> _Given instruction 1_
In the passage on anti-Semitism, what share of the general public in the Eurobarometer poll felt anti-Semitism had significantly increased?
> _Given instruction 2_
From the passage on anti-Semitism, write out everything from "A 28-nation EU" down to "felt it had." word for word.
> _Given instruction 3_
List every number followed by "per cent" in the two paragraphs of the passage on anti-Semitism that describe the Eurobarometer poll and the CNN survey.

> _Given text_
>> START

The report found 90 per cent of respondents felt anti-Semitism was growing in their country and 30 per cent had been harassed. Over a third avoided going to Jewish events or sites because of safety fears, while the same proportion had considered emigrating. Nearly 80 per cent no longer reported minor incidents because they thought “nothing would change”.

Widening gulf

A 28-nation EU Eurobarometer poll released last month revealed a widening gulf between public perceptions of anti-Semitism and those of the Jewish community: while 89 per cent of Jewish people polled said anti-Semitism had “significantly increased” over the past five years, only 36 per cent of the general public felt it had.

Another major recent survey of public attitudes for CNN found more than a fifth of the 7,000 people polled in seven countries believed Jewish people have too much influence in finance and politics, while 34 per cent felt they knew little or nothing about the Holocaust - even if 32 per cent still thought Jews exploited it to “advance their position”.

A combination of factors seem to be to blame. In the past two decades, anti-Semitic attacks in Europe have generally peaked in line with tensions in the Middle East. “They were essentially the Israeli-Palestinian conflict, imported,” said Marc Knobel, a historian at the Crif umbrella group for France’s Jewish organisations. “Rather than attacking Israelis, people went for Jews.”

>> END

> _Dataset excerpts_
>> START

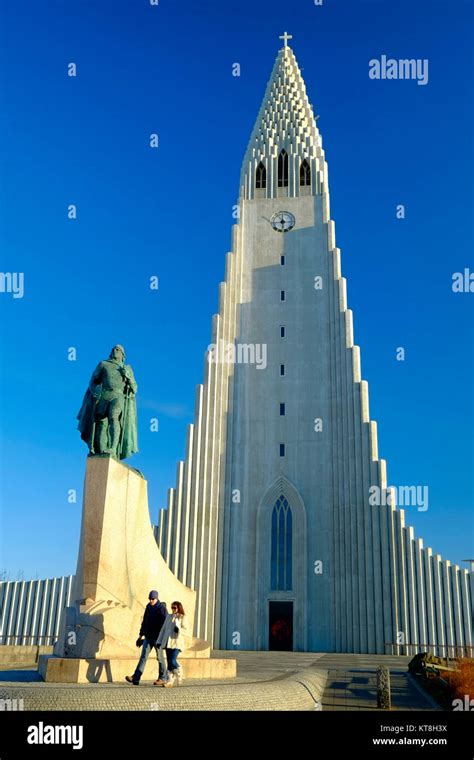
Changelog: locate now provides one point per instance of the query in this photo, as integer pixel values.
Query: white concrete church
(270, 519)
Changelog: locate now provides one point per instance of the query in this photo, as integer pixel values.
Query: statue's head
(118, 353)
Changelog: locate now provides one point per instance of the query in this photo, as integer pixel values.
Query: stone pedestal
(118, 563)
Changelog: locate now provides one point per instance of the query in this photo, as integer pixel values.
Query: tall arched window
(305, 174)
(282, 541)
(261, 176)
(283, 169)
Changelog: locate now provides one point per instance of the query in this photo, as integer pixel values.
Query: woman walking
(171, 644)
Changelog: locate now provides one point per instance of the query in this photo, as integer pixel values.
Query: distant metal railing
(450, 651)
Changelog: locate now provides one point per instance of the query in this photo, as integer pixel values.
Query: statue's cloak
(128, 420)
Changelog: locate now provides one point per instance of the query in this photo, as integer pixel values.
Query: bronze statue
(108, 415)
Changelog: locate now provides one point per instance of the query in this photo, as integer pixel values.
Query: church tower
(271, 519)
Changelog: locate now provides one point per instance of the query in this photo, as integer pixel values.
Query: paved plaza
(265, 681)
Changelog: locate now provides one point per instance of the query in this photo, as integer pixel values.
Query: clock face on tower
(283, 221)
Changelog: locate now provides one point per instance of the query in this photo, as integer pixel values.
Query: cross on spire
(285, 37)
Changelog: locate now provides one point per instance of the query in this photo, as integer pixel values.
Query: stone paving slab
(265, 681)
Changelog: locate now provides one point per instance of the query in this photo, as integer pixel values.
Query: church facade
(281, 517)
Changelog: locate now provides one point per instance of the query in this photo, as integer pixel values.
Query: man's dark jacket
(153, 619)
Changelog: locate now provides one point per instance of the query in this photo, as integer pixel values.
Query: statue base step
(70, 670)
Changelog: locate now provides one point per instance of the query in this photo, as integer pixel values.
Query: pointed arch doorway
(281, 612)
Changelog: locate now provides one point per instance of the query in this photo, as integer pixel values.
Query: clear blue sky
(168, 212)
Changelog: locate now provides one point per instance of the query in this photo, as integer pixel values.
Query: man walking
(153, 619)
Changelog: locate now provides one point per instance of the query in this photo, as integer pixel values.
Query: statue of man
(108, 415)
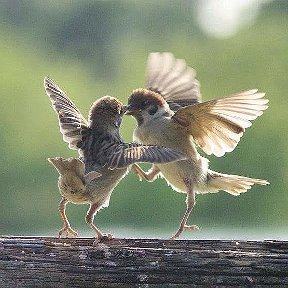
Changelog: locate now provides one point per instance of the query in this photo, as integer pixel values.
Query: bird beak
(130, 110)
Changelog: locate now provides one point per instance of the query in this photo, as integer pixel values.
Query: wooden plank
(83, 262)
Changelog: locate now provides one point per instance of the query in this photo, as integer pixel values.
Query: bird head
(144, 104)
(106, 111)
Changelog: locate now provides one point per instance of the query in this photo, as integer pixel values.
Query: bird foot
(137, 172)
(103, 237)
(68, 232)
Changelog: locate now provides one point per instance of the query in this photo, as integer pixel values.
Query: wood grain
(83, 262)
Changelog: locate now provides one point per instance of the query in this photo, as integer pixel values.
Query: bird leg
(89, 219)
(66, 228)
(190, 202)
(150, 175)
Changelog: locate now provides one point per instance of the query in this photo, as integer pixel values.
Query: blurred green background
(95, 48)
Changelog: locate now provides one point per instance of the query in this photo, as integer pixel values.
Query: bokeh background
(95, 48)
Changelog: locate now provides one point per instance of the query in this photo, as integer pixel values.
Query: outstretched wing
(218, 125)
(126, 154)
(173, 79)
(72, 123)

>> END

> _Answer 1_
36 percent

> _Answer 2_
A 28-nation EU Eurobarometer poll released last month revealed a widening gulf between public perceptions of anti-Semitism and those of the Jewish community: while 89 per cent of Jewish people polled said anti-Semitism had “significantly increased” over the past five years, only 36 per cent of the general public felt it had.

> _Answer 3_
89, 36, 34, 32